Canadian anti-corruption law is now clear, facilitation or “grease” payments to foreign public officials are illegal. There used to be a gray area – some Canadian companies did not know how to approach the small payments requested by low-level officials to speed up routine government functions and Canadian compliance managers wasted much time guessing about whether the Canadian government would prosecute particular payment.  Was there a value limit?  What types of government functions would be accepted as routine? What types of government functions would be considered to be non-discretionary? Now, the guesswork is over.  If it looks like a bribe, it is a bribe and it is illegal.

Under the 1998 version of the Corruption of Foreign Public Officials Act (also known as Canada’s FCPA) facilitation payments were exempt bribes.  Bill S-14 “An Act to Amend the Corruption of Foreign Public Officials Act” received Royal Assent on June 19, 2013 and included in subsection 3(2) the repeal of the facilitation payments exemption.  However, the repeal of the facilitation payments exemption would enter into force on a day to be fixed by order of the Governor in Council (that is, the Federal Cabinet).  Nothing happened for 4+ years until October 26, 2017 when the Governor in Council fixed the day to be October 31, 2017.  On October 30, 2017, Global Affairs Canada issued news release “Canada repeals facilitation payments exception in Corruption of Foreign Public Officials Act” and announced the removal of the facilitation payment exemption would take place the next day. The “Order Fixing October 31, 2017 as the Day on which subsection 3(2) of the Act Comes into Effect” was published in the Canada Gazette on November 15, 2017.

-*-*-

Written request a: State how many lines of the records below contain the string "church", and reply with that number alone.

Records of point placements

-*-*-

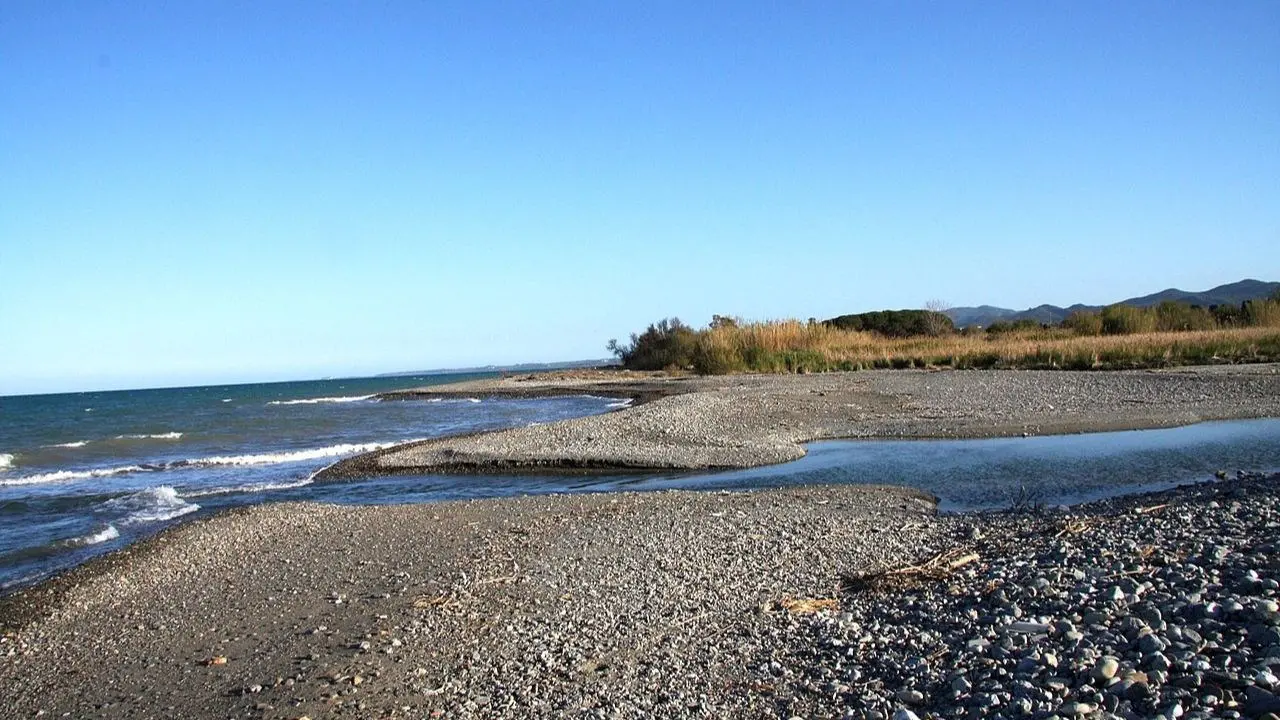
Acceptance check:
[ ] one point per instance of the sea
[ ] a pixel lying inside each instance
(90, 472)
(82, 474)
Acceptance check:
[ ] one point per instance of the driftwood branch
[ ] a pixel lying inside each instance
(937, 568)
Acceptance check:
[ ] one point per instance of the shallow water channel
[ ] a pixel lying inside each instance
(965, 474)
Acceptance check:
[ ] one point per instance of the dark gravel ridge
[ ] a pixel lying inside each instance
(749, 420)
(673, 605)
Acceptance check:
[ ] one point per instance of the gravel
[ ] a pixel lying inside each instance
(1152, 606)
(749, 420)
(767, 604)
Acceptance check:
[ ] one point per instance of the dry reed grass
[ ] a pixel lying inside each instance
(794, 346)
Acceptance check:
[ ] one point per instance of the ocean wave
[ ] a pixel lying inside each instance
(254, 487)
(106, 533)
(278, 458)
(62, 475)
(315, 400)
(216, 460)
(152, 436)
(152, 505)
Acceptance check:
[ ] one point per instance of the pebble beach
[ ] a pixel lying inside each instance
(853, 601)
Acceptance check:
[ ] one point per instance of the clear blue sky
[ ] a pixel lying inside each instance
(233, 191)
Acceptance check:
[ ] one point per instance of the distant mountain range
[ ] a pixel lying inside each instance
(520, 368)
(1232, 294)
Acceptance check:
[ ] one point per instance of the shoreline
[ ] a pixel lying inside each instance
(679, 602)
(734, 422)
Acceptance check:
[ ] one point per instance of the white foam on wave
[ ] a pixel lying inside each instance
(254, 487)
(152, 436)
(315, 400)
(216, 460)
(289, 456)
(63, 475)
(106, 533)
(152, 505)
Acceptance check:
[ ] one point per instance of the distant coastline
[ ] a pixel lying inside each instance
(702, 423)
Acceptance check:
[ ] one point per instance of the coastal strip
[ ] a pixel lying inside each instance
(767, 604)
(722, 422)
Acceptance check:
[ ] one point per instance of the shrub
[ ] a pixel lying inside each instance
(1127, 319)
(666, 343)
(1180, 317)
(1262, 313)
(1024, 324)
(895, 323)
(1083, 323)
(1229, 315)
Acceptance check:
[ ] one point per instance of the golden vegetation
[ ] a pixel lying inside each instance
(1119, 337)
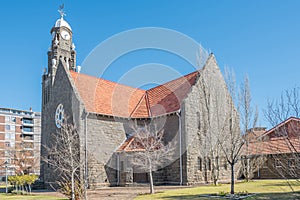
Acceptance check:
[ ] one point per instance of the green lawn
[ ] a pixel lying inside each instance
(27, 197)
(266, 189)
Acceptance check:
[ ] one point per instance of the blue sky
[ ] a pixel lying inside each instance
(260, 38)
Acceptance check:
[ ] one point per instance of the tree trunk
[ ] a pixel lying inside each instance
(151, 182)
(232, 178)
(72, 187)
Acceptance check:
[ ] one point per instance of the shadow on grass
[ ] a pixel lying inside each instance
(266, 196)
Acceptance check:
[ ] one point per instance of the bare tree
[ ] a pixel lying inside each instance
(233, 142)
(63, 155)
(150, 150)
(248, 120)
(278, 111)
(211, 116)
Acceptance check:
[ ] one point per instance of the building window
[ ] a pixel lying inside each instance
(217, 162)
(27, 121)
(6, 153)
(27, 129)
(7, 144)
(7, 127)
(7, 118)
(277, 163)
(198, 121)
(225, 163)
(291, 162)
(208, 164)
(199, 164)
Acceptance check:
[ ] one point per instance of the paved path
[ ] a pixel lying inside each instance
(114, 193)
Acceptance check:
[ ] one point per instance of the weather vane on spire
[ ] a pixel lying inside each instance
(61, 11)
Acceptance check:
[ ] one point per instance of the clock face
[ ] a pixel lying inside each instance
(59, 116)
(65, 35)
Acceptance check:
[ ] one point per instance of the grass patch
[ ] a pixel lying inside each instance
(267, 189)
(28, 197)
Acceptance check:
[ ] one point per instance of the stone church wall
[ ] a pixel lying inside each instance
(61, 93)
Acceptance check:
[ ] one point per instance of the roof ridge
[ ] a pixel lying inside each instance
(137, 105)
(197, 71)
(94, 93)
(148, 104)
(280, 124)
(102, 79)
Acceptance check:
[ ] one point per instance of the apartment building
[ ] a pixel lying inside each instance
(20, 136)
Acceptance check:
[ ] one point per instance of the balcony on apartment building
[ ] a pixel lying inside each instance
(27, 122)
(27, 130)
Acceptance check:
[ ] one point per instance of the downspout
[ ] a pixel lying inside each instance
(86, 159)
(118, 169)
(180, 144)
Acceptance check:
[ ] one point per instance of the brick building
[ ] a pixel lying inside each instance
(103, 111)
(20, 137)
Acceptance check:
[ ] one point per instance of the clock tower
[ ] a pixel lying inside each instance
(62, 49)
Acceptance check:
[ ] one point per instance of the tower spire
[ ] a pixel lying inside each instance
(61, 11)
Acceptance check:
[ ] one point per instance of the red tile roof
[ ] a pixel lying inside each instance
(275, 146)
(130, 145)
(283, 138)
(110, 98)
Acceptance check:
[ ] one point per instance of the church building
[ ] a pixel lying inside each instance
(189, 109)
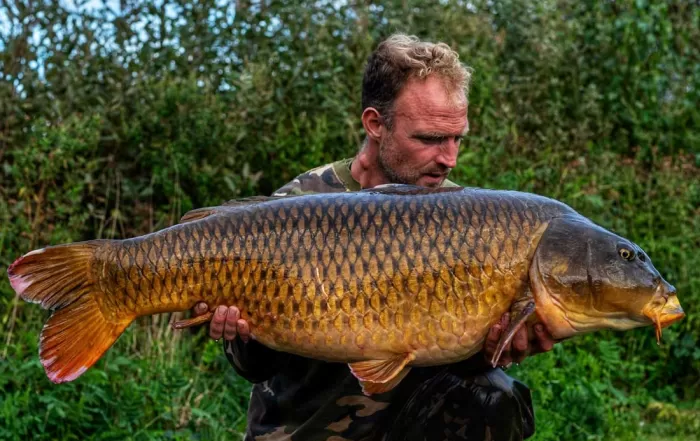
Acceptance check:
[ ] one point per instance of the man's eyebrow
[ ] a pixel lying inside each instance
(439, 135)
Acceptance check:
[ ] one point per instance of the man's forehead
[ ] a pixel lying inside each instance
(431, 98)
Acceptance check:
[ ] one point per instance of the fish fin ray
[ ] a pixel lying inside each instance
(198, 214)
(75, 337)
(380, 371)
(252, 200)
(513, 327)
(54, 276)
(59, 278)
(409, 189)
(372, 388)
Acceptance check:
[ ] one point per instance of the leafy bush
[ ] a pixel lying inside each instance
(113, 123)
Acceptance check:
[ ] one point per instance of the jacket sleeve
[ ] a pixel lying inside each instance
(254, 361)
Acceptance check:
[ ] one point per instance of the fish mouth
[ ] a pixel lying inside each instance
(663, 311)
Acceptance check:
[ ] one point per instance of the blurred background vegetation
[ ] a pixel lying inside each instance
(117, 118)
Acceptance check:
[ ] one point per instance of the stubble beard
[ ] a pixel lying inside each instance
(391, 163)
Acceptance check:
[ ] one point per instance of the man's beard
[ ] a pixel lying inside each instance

-*-*-

Written request b: Reproduce in full, word for word, the article above on Canada's repeal of the facilitation payments exemption.

Expected output a: 2

Expected output b:
Canadian anti-corruption law is now clear, facilitation or “grease” payments to foreign public officials are illegal. There used to be a gray area – some Canadian companies did not know how to approach the small payments requested by low-level officials to speed up routine government functions and Canadian compliance managers wasted much time guessing about whether the Canadian government would prosecute particular payment.  Was there a value limit?  What types of government functions would be accepted as routine? What types of government functions would be considered to be non-discretionary? Now, the guesswork is over.  If it looks like a bribe, it is a bribe and it is illegal.

Under the 1998 version of the Corruption of Foreign Public Officials Act (also known as Canada’s FCPA) facilitation payments were exempt bribes.  Bill S-14 “An Act to Amend the Corruption of Foreign Public Officials Act” received Royal Assent on June 19, 2013 and included in subsection 3(2) the repeal of the facilitation payments exemption.  However, the repeal of the facilitation payments exemption would enter into force on a day to be fixed by order of the Governor in Council (that is, the Federal Cabinet).  Nothing happened for 4+ years until October 26, 2017 when the Governor in Council fixed the day to be October 31, 2017.  On October 30, 2017, Global Affairs Canada issued news release “Canada repeals facilitation payments exception in Corruption of Foreign Public Officials Act” and announced the removal of the facilitation payment exemption would take place the next day. The “Order Fixing October 31, 2017 as the Day on which subsection 3(2) of the Act Comes into Effect” was published in the Canada Gazette on November 15, 2017.